**What is asked:** Could you copy out all of the material below word for word, keeping every line unchanged and in the same order?

**Excerpted data:**

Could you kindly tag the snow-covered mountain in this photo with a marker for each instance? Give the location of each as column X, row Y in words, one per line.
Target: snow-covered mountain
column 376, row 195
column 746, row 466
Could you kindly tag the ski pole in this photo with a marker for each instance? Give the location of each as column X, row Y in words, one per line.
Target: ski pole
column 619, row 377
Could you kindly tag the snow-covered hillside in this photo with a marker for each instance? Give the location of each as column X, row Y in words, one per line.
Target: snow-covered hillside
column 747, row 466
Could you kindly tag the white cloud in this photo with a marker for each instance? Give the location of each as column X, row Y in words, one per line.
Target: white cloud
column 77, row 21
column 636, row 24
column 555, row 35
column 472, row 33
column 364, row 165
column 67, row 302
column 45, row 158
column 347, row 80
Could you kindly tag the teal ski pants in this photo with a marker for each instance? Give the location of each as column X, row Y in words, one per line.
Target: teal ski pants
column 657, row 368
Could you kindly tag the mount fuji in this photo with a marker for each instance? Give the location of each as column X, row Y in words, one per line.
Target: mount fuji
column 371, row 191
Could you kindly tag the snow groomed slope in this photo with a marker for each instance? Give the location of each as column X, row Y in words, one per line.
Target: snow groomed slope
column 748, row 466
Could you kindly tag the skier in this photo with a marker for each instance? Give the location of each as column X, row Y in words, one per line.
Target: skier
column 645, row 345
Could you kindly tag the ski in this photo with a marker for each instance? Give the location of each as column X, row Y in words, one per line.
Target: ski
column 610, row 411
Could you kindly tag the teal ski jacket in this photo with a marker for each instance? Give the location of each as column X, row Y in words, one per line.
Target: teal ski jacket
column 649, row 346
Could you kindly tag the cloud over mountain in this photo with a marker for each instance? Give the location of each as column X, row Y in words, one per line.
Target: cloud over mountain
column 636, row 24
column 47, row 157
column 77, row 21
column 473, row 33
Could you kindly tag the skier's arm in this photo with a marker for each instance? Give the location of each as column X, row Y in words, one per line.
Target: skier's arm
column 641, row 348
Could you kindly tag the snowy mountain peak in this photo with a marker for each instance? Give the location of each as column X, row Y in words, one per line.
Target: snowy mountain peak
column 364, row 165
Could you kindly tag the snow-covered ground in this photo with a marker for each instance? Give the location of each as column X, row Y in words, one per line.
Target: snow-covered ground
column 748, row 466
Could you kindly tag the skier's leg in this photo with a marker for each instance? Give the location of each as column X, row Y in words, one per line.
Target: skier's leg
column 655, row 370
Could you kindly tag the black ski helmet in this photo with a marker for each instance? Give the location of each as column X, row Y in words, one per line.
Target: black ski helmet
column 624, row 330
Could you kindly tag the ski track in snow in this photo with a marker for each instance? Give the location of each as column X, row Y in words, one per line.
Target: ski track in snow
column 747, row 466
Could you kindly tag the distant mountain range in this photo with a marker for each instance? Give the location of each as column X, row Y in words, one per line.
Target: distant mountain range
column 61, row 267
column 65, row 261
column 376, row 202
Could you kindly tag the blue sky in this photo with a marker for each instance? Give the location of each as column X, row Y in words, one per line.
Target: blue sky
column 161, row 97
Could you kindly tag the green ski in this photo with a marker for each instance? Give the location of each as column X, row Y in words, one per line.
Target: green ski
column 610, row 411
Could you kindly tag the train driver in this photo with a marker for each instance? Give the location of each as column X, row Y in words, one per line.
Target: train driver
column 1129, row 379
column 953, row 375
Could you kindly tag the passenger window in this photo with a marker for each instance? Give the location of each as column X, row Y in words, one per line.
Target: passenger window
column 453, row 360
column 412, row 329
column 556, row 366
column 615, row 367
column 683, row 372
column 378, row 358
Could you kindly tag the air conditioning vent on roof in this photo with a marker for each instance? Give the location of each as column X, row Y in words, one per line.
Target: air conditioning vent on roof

**Full response:**
Could you kindly tag the snow-covered mountain in this photo with a marker for each instance? Give the location of each as column X, row Y in words, one per line.
Target: snow-covered mountain
column 376, row 195
column 746, row 466
Could you kindly tag the ski pole in this photo with a marker for each instance? Give the location of each as column X, row Y in words, one per line.
Target: ski pole
column 619, row 377
Could you kindly tag the snow-covered hillside in this photo with a marker for each instance? Give the location of each as column X, row Y in words, one per line.
Target: snow-covered hillside
column 747, row 466
Could you kindly tag the white cloud in this photo with a marker for each instance? Give the location of each as column X, row Y in words, one per line.
Target: white cloud
column 77, row 21
column 636, row 24
column 555, row 35
column 472, row 33
column 364, row 165
column 67, row 302
column 45, row 158
column 347, row 80
Could you kindly tag the teal ski pants in this photo with a marker for each instance? Give the location of each as column X, row Y in words, one per line.
Target: teal ski pants
column 657, row 368
Could you kindly tag the mount fuji in this photo with a marker for each instance? Give the location of each as column X, row Y in words, one per line.
Target: mount fuji
column 371, row 191
Could you kindly tag the snow groomed slope in this photo with a marker for each instance? Give the location of each as column X, row Y in words, one per line.
Target: snow groomed slope
column 748, row 466
Could you kindly tag the skier in this photo with a marker for each instance? Give the location of each as column X, row Y in words, one per line.
Target: skier
column 645, row 345
Could you kindly tag the ski in this photo with a marker for each instance? Give the location of each as column X, row Y in words, one per line.
Target: ski
column 610, row 411
Could you kindly tag the teal ski jacket in this photo with a marker for each instance? Give the location of each as column X, row Y in words, one per line.
Target: teal ski jacket
column 649, row 346
Could you kindly tag the cloud over mountain in this photo with a marker for each instance? Give the location of each as column X, row Y in words, one per line.
Target: cloud over mountain
column 636, row 24
column 47, row 157
column 77, row 21
column 473, row 33
Could you kindly tag the skier's arm in this photo with a marker for each instance? Give the location of each as column X, row Y in words, one per line.
Target: skier's arm
column 641, row 348
Could you kindly tag the snowy mountain peak in this photo with a marker for each instance? Give the location of each as column X, row Y in words, one per line.
Target: snowy mountain peak
column 364, row 165
Could you kindly tag the snow-covered ground in this photo with a marker for each instance? Give the location of each as column X, row Y in words, one per line.
Target: snow-covered ground
column 748, row 466
Could you kindly tag the skier's leg in this photo with a marker for each instance? Give the location of each as column X, row Y in words, one per line.
Target: skier's leg
column 655, row 370
Could you kindly tag the black ski helmet in this photo with a marker for each instance? Give the location of each as column X, row Y in words, one per line.
Target: black ski helmet
column 624, row 330
Could you kindly tag the ski track in snow in this photo with a marker for each instance? Give the location of each as column X, row Y in words, one per line.
Target: ski track in snow
column 747, row 466
Could you kindly tag the distant mountain range in this photo with a marker for each instance? Give the location of each as column X, row Y in words, one per line.
Target: distant mountain range
column 61, row 267
column 65, row 261
column 376, row 202
Could you kindly tag the blue sky in this photo with a marker for each instance? Give the location of each as column X, row Y in words, one per line.
Target: blue sky
column 161, row 97
Could you kindly tag the green ski in this photo with a marker for each instance? Give the location of each as column X, row Y in words, one per line.
Target: green ski
column 610, row 411
Could you kindly tag the train driver in this photo with a marker for each instance? Give the location of each as column X, row Y in words, one per line.
Target: train driver
column 1129, row 379
column 953, row 375
Could you kindly tag the passenger window in this photo with a marker for each instance? Give the location of each as column X, row Y in words, one per line.
Target: passenger window
column 453, row 360
column 412, row 329
column 556, row 366
column 615, row 367
column 683, row 372
column 378, row 358
Could you kindly tag the air conditioning vent on roof in this photo with a marker for each instance? Give the location of each as column X, row Y in words, one per line.
Target: air conditioning vent on roof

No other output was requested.